> **Exercise details**: Give back every record precisely.

> **Supplied records**:
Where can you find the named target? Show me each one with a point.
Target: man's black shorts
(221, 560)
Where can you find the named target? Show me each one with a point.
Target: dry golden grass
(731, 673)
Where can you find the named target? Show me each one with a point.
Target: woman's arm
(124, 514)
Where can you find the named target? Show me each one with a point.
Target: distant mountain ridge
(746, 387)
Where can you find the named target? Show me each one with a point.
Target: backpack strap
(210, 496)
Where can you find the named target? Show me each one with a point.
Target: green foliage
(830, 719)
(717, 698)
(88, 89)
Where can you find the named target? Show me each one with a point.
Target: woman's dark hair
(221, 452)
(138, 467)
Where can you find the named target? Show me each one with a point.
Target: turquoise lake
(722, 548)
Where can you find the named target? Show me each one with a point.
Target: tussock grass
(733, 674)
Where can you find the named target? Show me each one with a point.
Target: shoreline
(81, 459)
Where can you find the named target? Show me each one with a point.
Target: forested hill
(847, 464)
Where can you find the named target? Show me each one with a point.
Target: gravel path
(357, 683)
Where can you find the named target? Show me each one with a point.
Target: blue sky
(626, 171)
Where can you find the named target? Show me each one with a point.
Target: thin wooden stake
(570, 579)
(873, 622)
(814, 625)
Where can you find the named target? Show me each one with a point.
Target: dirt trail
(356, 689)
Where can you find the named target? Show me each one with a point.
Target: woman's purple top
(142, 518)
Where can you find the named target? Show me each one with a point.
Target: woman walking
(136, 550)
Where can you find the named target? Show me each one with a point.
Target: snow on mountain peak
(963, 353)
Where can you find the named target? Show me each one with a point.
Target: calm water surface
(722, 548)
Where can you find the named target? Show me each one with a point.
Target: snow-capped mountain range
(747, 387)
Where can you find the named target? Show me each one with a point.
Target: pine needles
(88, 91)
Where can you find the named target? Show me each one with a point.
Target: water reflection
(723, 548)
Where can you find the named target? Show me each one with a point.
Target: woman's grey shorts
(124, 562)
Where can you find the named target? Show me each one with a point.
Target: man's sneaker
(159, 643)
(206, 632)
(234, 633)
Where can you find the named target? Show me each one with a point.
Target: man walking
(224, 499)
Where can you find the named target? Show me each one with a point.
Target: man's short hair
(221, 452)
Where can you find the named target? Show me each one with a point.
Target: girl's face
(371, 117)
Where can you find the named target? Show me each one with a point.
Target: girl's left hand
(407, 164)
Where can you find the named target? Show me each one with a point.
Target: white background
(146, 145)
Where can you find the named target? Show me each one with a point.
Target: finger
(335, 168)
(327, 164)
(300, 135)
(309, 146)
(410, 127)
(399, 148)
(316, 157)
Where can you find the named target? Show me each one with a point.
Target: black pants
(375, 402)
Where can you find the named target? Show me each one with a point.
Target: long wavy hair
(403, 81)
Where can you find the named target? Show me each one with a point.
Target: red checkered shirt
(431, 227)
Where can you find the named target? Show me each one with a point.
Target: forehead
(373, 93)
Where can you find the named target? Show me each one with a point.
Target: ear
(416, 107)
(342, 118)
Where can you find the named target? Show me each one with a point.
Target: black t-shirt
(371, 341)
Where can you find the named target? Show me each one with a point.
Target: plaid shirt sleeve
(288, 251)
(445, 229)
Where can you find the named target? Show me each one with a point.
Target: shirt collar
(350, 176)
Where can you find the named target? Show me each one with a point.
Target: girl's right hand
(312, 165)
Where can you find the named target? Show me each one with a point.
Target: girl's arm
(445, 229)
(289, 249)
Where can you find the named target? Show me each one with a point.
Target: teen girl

> **Written answer**:
Where can you find the named target? Show me each one with a point.
Target: man's black shorts
(221, 560)
Where can you find the named target? Show me each one with a point.
Target: dry golden grass
(731, 673)
Where can you find the named target? Show me each one with a point.
Target: woman's arm
(124, 514)
Where can you find the named target? Show me each one with a point.
Target: distant mountain ridge
(746, 387)
Where can you find the named target? Show me each one with a point.
Target: backpack strap
(210, 496)
Where can you find the named target? Show me each one with a point.
Target: green foliage
(830, 719)
(717, 698)
(88, 89)
Where can you find the named target? Show me each one with a point.
Target: woman's dark hair
(221, 452)
(138, 467)
Where can you find the named target? Show me each one with a point.
Target: turquoise lake
(722, 548)
Where can you find the named target? Show me each one with a point.
Target: tussock grass
(733, 674)
Where can you find the named target? Show me each one with a point.
Target: shoreline
(81, 459)
Where can you find the named target? Show me each one with a point.
Target: forested hill
(847, 464)
Where can you find the named target? Show me each one with a point.
Target: gravel path
(357, 683)
Where can you find the named target? Show me each one with a point.
Target: blue sky
(626, 171)
Where can you find the named target? Show me each one with a point.
Target: thin wooden stake
(570, 579)
(873, 622)
(814, 625)
Where can you find the named target? Show me each one with a point.
Target: dirt trail
(356, 689)
Where can you find the named target? Show me each one with a point.
Target: woman's purple top
(142, 518)
Where can you find the named target? Show me each one with a point.
Target: woman walking
(136, 550)
Where can you find the named target? Show me each one with a point.
Target: snow on mountain peak
(963, 353)
Where can you find the named target? Show me each one with a point.
Target: calm water surface
(722, 548)
Where can you find the named target? Show me each one with a point.
Target: snow-capped mountain range
(747, 387)
Where can you find the named target? Show me each one with a point.
Target: pine needles
(88, 91)
Where can you find the named target? Show me each one with a point.
Target: water reflection
(723, 548)
Where can you find the named target? Show me each one with a point.
Target: woman's grey shorts
(124, 562)
Where can you find the named target? Show me each one with a point.
Target: man's sneaker
(159, 643)
(206, 632)
(234, 633)
Where can you find the named target? Show me each one with a point.
Target: man walking
(224, 499)
Where can you find the named target? Show me each one with a point.
Target: man's short hair
(221, 452)
Where can you find the named target? Show me each one with a point.
Target: girl's face
(371, 117)
Where can you find the named target? Show me each one with a point.
Target: girl's left hand
(407, 164)
Where can you find the named target? Show me each one with a point.
Target: white background
(146, 145)
Where can you find the named target? Show me each one with a point.
Target: finger
(335, 168)
(327, 164)
(300, 135)
(309, 146)
(410, 127)
(399, 148)
(316, 157)
Where can you find the named target? Show me each one with a point.
Target: black pants
(375, 402)
Where can you find the named target? Show me each one with a point.
Target: long wavy hair
(403, 81)
Where can you find the named target? Show me each one with a point.
Target: red checkered shirt
(431, 227)
Where can you find the named target? Show me each one with a point.
Target: forehead
(373, 93)
Where can you find the named target? Show me each one with a point.
Target: ear
(416, 107)
(342, 118)
Where can you find the named target? Show me each one with a point.
Target: black t-shirt
(371, 341)
Where can you find the named target? Show me each one with a point.
Target: plaid shirt sleeve
(288, 251)
(445, 229)
Where can you find the named target? Show me each one with a point.
Target: shirt collar
(350, 176)
Where can you find the named target? Show me each one with a point.
Target: girl's right hand
(312, 165)
Where can you find the named target? Show me each one with a point.
Target: girl's arm
(445, 229)
(289, 249)
Where can you find the named target? Show me each one with a point.
Target: teen girl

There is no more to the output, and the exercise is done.